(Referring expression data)
--- START ---

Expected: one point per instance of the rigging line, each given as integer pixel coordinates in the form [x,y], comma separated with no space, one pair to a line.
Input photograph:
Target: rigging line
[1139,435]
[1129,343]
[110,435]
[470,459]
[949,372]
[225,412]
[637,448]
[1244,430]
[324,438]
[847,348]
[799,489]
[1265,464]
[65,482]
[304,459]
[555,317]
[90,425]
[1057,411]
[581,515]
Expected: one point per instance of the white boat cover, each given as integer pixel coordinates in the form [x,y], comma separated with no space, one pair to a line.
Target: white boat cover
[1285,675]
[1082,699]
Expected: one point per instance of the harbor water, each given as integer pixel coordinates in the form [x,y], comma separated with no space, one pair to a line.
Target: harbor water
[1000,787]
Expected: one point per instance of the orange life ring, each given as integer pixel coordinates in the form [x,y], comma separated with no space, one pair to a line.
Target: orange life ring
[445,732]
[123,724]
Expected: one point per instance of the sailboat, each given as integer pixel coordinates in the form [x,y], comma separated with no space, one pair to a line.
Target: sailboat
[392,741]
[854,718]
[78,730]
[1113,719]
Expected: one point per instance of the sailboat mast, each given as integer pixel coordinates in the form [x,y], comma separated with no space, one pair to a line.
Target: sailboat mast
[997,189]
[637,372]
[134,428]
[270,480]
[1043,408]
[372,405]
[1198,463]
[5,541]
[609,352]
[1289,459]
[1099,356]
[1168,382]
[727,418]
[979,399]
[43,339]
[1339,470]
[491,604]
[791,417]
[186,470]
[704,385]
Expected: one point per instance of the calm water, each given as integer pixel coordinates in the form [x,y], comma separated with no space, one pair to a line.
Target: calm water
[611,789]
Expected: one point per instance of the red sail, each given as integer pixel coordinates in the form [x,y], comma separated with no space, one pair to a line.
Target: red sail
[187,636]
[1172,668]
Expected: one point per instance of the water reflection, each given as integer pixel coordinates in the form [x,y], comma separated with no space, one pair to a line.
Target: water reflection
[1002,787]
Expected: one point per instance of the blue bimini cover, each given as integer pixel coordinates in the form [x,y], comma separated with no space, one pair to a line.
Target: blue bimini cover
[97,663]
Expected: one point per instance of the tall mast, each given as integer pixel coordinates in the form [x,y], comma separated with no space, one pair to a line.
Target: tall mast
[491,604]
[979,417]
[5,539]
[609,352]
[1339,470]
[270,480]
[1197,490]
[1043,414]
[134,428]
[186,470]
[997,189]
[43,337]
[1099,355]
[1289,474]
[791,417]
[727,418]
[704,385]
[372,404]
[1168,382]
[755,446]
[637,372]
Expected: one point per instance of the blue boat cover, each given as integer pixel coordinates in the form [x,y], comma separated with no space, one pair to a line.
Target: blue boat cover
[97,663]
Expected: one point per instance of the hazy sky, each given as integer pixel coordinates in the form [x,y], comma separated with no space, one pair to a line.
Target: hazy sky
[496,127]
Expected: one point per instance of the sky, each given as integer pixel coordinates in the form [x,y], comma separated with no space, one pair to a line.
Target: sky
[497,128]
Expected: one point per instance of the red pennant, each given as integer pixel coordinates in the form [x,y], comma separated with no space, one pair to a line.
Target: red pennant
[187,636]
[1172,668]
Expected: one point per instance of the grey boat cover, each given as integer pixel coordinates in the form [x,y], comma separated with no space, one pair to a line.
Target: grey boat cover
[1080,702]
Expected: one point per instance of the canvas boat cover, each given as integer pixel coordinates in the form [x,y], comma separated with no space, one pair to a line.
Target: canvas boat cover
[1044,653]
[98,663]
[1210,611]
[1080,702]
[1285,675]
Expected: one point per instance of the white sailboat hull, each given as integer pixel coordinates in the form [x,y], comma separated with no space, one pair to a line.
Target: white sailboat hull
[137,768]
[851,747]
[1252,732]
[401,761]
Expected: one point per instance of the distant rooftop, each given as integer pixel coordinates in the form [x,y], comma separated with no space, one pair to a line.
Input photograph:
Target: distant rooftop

--- END ---

INSTRUCTIONS TO FOLLOW:
Each of the lines from the one holding "Expected: one point per instance of the grey" through the final line of the entries is to be set down exactly, and no others.

PROBLEM SOLUTION:
Expected: one point per instance of the grey boat cover, each given as integer pixel coordinates in the form [x,y], comma separated with no space, one pair to a line.
Target: grey boat cover
[1080,702]
Expected: one point per instance of the canvas boat cover, each given as integer pixel coordinates in the form [x,y], comma separated with no space, one pair to a line.
Target: canvas boat cover
[1044,653]
[98,663]
[1210,611]
[1080,702]
[1285,675]
Expected: one point per instance of the white sailboat hull, each given as integer pixel coordinates in the form [x,y], comma separated with no space, one pair to a line.
Target: white sailboat hull
[137,768]
[851,747]
[1252,732]
[401,761]
Expected: one point per instance of the distant rooftop, each given as integer pixel coordinates in the form [x,y], comma separated with no space, one pair to a line.
Input photograph:
Target: distant rooftop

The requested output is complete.